**Prompt A**
According to the article on condominium committees, what two functions do committees provide?
**Prompt B**
Extract everything in the article on condominium committees from "Using Committees: Great" down to "potential negative aspects.".

**Passage provided**
——

Using Committees: Great Idea or Not?

As published in the Summer 2014 edition of CM Magazine. 


Many corporations avoid using committees because of the perception that committees create more harm than good. The typical concerns are that committees may be used as a platform for unit owners to challenge the board or that they are a potential source of legal liability for the corporation. These types of concerns should be put to rest. Committees that are properly organized and administered do not pose any such risks. Rather than avoiding them, committees should be embraced, as they are often a great resource for the corporation. This article provides an overview of how committees benefit condominium corporations and how they should be created and administered in  order to benefit from all the advantages of having committees while avoiding their potential negative aspects.

The Value of Using Committees

There are many benefits to using committees. Among other things, committees:

a. enhance the effectiveness of the board, by allowing the directors to leverage the skills and talents of the members of the community;

b. lessen the burden on volunteer directors;

c. broaden the board’s awareness of the opinions of other members of the community;

d. provide a training ground for future board members;

e. allow former board members to remain active in the community; and

f. allow members of the community to contribute without having to become directors.

Accordingly, serious thought should be put into the various areas where committees can be used to either supplement the efforts of the board members, or take the burden off the board entirely.

The Functions and Types of Committees

Fundamentally, there are two functions that committees provide. Committees either:

a. act as an advisory body to the board on specific matters; or

b. carry out a specific assigned task (organize annual barbeque party, prepare monthly newsletters, etc.)

——

**Extracted material**
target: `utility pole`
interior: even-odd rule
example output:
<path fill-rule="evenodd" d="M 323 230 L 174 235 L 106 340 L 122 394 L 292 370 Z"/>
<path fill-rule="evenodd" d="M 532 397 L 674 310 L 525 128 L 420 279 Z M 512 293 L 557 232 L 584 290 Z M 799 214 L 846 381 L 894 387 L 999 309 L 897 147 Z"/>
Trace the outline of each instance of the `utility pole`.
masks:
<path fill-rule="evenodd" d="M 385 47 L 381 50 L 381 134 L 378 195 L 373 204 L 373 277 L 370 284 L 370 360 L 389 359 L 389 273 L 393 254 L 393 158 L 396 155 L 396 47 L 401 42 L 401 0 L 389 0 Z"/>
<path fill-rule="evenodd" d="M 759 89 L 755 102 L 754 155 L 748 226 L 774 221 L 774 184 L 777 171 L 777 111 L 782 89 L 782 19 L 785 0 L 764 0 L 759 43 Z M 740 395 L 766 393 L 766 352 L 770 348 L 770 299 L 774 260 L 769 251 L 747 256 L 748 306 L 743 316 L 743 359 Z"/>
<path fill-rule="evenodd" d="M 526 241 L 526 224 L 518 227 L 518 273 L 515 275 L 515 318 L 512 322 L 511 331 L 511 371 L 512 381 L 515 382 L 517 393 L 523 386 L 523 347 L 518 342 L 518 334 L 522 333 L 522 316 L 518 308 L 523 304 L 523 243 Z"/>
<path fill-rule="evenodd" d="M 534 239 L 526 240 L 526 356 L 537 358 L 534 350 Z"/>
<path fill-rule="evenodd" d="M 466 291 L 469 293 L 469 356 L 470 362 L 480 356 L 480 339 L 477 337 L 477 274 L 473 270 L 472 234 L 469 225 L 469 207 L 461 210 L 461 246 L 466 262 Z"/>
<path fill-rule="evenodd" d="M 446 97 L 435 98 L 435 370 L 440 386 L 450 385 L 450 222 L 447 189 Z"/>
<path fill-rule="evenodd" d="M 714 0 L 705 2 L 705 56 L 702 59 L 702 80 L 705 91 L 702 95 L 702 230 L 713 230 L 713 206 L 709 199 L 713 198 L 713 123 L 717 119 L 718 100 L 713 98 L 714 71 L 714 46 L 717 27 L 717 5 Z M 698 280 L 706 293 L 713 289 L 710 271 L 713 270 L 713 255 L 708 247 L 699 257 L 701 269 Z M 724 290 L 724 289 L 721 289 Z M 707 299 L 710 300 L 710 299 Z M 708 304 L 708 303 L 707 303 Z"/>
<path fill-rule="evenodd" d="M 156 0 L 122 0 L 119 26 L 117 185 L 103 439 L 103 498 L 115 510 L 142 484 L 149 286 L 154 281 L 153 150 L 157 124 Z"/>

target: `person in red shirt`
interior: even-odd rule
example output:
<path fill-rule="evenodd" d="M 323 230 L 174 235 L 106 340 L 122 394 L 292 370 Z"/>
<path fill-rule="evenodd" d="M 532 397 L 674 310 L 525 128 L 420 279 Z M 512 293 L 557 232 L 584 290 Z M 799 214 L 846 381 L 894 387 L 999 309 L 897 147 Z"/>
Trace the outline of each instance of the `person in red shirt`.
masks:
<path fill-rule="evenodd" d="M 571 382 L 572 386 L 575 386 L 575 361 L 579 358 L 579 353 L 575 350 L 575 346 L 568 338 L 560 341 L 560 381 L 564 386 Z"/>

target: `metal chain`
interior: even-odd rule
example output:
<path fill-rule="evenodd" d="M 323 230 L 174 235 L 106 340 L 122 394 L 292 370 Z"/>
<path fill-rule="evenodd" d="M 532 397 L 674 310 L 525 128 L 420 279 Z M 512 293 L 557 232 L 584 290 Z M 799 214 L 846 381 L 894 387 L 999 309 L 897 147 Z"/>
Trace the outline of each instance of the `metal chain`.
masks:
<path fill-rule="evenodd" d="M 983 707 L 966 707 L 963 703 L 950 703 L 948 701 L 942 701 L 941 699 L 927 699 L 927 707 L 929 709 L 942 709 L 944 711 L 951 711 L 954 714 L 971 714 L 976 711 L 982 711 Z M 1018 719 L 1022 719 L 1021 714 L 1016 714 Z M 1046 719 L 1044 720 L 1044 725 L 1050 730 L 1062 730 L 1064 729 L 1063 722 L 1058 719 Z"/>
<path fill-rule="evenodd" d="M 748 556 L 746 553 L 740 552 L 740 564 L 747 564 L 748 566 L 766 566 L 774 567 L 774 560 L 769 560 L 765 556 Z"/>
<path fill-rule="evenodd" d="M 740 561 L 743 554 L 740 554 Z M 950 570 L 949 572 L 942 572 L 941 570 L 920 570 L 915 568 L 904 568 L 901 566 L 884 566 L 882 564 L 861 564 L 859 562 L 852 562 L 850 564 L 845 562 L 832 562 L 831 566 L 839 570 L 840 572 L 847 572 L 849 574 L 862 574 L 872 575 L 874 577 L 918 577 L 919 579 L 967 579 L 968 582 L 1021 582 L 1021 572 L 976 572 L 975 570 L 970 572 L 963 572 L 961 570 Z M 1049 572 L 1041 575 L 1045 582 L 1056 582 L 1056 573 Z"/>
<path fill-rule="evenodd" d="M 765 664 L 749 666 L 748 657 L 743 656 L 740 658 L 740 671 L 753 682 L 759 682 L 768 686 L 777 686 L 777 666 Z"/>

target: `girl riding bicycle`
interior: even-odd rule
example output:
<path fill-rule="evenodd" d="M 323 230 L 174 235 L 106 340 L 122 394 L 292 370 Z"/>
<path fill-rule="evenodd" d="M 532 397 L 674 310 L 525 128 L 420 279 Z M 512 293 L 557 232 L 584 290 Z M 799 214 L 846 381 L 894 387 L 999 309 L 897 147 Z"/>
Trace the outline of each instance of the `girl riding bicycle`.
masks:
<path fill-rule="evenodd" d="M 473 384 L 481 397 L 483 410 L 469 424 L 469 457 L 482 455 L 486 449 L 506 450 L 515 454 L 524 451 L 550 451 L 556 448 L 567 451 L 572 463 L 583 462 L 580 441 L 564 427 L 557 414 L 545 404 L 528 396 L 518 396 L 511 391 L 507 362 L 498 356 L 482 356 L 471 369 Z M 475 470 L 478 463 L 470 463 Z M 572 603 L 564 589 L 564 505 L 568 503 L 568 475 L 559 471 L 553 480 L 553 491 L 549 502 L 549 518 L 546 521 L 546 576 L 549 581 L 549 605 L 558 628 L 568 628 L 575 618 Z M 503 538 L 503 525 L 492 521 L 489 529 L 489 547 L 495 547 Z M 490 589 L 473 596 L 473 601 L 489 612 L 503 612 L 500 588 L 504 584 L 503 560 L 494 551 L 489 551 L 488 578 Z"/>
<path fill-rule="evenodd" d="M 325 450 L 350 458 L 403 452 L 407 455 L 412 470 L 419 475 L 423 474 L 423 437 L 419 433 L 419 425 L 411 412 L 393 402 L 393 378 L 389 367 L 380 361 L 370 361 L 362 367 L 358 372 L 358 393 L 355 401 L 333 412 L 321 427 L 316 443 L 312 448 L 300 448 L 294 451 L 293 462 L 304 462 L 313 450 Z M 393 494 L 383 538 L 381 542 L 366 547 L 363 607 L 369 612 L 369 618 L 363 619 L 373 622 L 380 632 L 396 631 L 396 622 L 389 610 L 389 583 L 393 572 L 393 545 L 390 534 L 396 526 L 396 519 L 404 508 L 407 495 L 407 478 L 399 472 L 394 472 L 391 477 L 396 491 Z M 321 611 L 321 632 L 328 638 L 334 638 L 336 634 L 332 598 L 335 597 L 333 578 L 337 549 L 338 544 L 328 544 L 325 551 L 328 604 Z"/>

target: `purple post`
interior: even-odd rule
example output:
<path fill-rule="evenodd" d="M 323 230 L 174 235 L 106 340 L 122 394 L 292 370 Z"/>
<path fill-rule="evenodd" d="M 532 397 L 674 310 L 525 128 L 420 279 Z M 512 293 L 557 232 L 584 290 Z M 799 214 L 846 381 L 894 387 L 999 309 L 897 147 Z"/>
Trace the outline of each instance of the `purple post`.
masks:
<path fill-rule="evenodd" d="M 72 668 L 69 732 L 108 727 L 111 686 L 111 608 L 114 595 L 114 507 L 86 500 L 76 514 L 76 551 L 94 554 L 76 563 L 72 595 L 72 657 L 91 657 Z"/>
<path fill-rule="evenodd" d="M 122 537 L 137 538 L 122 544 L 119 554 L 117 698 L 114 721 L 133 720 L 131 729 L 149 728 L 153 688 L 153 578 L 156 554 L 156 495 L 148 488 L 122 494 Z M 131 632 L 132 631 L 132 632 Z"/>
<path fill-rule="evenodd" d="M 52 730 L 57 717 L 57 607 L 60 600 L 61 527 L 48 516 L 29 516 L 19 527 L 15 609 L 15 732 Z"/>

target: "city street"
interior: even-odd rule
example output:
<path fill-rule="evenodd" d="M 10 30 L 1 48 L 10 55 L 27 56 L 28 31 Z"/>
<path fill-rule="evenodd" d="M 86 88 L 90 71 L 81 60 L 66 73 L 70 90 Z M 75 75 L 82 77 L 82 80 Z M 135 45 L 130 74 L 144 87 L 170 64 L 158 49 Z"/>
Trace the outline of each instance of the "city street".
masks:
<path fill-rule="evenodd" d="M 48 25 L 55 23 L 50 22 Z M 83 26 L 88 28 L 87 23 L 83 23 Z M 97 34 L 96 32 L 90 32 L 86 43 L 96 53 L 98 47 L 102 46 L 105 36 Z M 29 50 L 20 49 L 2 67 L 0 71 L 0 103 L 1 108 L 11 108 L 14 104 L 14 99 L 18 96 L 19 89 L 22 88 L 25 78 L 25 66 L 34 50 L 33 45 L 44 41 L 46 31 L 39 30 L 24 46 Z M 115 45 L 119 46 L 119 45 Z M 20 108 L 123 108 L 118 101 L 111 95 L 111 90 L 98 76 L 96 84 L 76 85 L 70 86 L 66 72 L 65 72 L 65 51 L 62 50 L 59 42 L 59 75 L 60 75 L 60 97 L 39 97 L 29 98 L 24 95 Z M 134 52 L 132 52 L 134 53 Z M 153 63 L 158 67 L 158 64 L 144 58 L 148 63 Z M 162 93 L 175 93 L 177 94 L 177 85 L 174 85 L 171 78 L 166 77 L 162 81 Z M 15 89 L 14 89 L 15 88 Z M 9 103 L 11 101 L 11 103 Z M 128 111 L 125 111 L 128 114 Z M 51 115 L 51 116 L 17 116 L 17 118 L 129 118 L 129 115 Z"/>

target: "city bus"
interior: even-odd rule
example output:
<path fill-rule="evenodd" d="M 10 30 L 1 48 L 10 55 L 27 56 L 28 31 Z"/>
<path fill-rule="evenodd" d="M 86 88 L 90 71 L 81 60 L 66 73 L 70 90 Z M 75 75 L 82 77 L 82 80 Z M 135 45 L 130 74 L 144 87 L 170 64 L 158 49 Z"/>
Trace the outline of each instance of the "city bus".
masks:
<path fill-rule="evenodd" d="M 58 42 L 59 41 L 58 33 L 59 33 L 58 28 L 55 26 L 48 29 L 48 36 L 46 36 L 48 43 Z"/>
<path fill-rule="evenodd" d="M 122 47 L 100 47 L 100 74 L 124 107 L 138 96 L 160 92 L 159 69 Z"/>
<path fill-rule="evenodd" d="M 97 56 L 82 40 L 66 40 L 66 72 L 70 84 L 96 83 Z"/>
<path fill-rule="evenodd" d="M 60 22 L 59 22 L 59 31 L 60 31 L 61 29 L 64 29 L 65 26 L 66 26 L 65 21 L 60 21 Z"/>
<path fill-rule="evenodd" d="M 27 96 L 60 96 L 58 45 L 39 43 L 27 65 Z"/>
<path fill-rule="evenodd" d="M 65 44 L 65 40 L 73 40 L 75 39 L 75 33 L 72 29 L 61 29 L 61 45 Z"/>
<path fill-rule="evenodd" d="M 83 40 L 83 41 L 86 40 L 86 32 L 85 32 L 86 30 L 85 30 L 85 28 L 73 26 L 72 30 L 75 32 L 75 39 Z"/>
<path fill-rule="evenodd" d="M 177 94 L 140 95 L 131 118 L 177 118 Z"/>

——

**Correct result A**
They either act as an advisory body to the board on specific matters or carry out a specific assigned task.

**Correct result B**
Using Committees: Great Idea or Not?

As published in the Summer 2014 edition of CM Magazine. 


Many corporations avoid using committees because of the perception that committees create more harm than good. The typical concerns are that committees may be used as a platform for unit owners to challenge the board or that they are a potential source of legal liability for the corporation. These types of concerns should be put to rest. Committees that are properly organized and administered do not pose any such risks. Rather than avoiding them, committees should be embraced, as they are often a great resource for the corporation. This article provides an overview of how committees benefit condominium corporations and how they should be created and administered in  order to benefit from all the advantages of having committees while avoiding their potential negative aspects.